_REQUIRED WORK_
According to the post on learning to pray out loud, why was praying aloud tricky for the writer? Answer in one to three sentences.

Wednesday, November 11, 2020

Three Stooges Prayer Lines


The Big Idea: Use Bible verses to coach others how to pray.

Using God's Word to Learn to Pray Outloud

As a Christian parent there is a certain responsibility to teach your children how to pray. Praying out loud is a skill that takes practice.

As a rookie Christian worker headed to West Africa learning to speak French, one of the hardest things was learning to pray out loud. It was a bit tricky. You close your eyes but you can't see other people's reactions to what you say if you misstep with an odd word. Additionally it is not reciprocal where you start a conversation and others interact like normal conversation would be. Instead it feels a bit like making a speech.

I recall sweaty palms when I launched into a prayer for the first time at a prayer meeting in France. It was a pretty short prayer. However, praying out loud is not just for God's sake. It is for those around you too. It may be on their behalf asking God for healing or help with a difficult situation. It blesses people. Additionally it allows them to agree with you in prayer before God. Matthew 18:20 says "For where two or three gather in my name, there am I with them.”

Three Stooges Prayer Lines

We have a young adult son who has High-functioning Autism. He talks. He drives. He is, in fact, very smart. However, Autistic folks often have difficulty finding words useful for conversation. These skills need to be honed and coached. Some with Autism find it much easier to talk using lines from a movie or TV shows they like. Our son loves Three Stooges lines.

_PROVIDED MATERIAL_

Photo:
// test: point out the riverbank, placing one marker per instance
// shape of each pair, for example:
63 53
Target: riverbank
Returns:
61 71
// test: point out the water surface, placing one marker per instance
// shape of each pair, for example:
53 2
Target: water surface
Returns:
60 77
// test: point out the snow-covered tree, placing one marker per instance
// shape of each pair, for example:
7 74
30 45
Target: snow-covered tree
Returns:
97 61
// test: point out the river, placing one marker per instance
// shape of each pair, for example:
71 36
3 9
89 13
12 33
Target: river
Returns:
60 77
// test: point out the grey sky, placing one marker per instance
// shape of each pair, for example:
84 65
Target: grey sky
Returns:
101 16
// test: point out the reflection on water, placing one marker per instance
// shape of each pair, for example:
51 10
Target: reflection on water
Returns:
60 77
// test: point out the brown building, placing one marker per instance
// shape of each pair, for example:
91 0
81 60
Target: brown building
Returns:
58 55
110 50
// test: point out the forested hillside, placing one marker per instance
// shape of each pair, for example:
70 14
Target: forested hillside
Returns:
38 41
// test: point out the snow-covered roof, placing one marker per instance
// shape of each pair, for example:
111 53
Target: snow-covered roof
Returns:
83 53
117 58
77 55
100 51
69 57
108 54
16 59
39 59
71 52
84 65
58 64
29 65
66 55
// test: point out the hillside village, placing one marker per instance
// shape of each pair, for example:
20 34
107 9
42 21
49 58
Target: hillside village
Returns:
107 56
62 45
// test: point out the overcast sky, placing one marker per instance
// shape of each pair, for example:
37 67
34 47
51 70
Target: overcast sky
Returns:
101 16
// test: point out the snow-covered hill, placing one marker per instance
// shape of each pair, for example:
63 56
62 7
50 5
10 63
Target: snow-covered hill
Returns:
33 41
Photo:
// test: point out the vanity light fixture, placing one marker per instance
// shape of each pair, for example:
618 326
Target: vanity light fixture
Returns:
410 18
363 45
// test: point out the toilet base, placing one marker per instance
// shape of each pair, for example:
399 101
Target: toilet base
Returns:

_SOLUTION TO THIS PROBLEM_
With your eyes closed, you can't see how people react if you misstep with an odd word. Praying aloud also isn't reciprocal the way a normal conversation is, so it feels a bit like making a speech.